### Document segment
%%
Swedish business theorist

Per Olof Berg (born July 17, 1946) is a Swedish organizational theorist and professor of business administration, known for his work on corporate culture and organizational symbolism.

==Biography==
Berg was born in Strängnäs, Sweden. He first trained as an engineer in industrial electronics at Västerås Technical Gymnasium, completed his military service in Uppsala, and later earned an MSc in Business Administration from Lund University in 1970. He obtained his PhD in Business Administration from the same university in 1979.

After completing his doctorate, Berg was promoted to "docent" (associate professor) at Lund university in 1986. He worked at the Department of Business Administration from 1971, initially as a research assistant, then as an assistant professor between 1979 and 1985, before becoming an associate professor in 1986.

In 1990, he was appointed professor of strategic management at Copenhagen Business School (CBS), where he founded the "Scandinavian Academy of Management Studies" (SAMS). From 1995, he served as head of the Department of Management, Politics and Philosophy (MPP).

In 2000, Berg was recruited to Stockholm to lead the development of the Stockholm School of Entrepreneurship (SSES). He left the position in 2005 to become professor of marketing at the Stockholm Business School (SBS) at Stockholm University. After his retirement in 2013, he was reappointed as senior professor.

Per Olof Berg has also been visiting professor at INSEAD ("Institut Européen d'Administration des Affaires") and ISTUD (Istituto Studi Direzionali). He has been a visiting scholar at Stanford Graduate School of Business, UCLA, University of Auckland Business School, University of Technology Sydney, University of Siena, and Stellenbosch Business School.

Since 1999, Berg is married to Professor Guje Sevón. The couple lives in Strängnäs, Sweden.

== Work ==
Per Olof Berg has played an active role in developing international networks of researchers, serving as chair of the Standing Conference on Organizational Symbolism (SCOS)
, and as a founding board member of European Academy of Management (EURAM).
%%
### Supplied data
%%
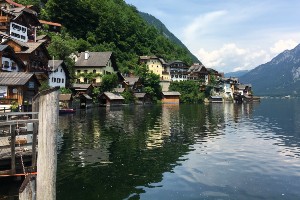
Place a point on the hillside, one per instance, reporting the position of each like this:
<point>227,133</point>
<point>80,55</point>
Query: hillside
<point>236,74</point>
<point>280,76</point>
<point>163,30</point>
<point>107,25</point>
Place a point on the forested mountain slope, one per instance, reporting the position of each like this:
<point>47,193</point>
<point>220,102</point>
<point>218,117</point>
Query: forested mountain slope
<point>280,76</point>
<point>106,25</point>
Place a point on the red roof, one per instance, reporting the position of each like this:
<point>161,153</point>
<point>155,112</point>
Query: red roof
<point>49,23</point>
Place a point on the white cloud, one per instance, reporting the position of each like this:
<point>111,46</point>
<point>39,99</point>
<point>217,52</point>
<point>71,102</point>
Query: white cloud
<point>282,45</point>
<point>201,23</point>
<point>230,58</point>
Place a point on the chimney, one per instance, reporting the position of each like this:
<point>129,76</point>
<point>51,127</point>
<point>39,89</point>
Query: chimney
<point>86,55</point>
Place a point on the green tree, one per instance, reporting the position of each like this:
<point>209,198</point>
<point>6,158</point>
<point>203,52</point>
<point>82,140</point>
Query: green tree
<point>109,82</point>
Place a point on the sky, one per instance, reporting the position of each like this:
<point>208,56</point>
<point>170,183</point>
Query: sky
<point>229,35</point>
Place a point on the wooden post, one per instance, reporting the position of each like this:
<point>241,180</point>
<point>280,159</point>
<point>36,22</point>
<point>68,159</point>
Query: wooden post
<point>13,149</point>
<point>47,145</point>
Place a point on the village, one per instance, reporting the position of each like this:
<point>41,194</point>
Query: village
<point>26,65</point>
%%
### Exercise instructions
1: Can you quote the part of the text on Per Olof Berg that opens with the words containing "Swedish business theorist" and closes with "and organizational symbolism."?
2: Would you continue the text on Per Olof Berg from the point where it stops?
The records have nothing to do with the text on Per Olof Berg.

### Per-task answers
1:
Swedish business theorist

Per Olof Berg (born July 17, 1946) is a Swedish organizational theorist and professor of business administration, known for his work on corporate culture and organizational symbolism.

2:
In addition to his academic work, Berg has served as strategic advisor to companies, public agencies, and non-profit organizations and has held board positions in consulting firms, media organizations and educational institutions. From 2021-2024, he was president of the Swedish Academy of Culinary Art and Meal Science, after which he assumed the role of chair of the Scientific Committee at the International Academy of Gastronomy in 2024.

== Selected publications ==
- Berg, P. O. (1979) Emotional Structures in Organizations: A Study of the Process of Change in a Swedish Company, PhD thesis. Lund: Studentlitteratur.
- Alvesson, M. & Berg, P. O. (1992) Corporate Culture and Organizational Symbolism: An Overview, Berlin: de Gruyter.
- Berg, P.O. & Björner, E. (2014) Branding Chinese Mega Cities: Policies, practices and positioning, Cheltenham, Edvard Elgar Publishing.

Articles, a selection:
- Berg, P. O. (1985) "Organization Change as a Symbolic Transformation Process." In P. J. Frost, L. F. Moore, M. R. Louis, C. C. Lundberg and J. Martin: Organizational Culture, Beverly Hills, CA: Sage.
- Berg, P. O. (1986) "Symbolic Management of Human Resources." Human Resource Management. 25 (4), 557-579.
- Berg, P. O. (2003) "Magic in Action: Strategic Management in a New Economy." In: Barbara Czarniawska & Guje Sevón. The Northern Lights: Organization Theory in Scandinavia, Malmö: Liber.
- Lucarelli, A. & Berg, P. O. (2011) City branding: a state-of-the-art review of the research domain, Journal of Place Management and Development, 4(1), 9-27.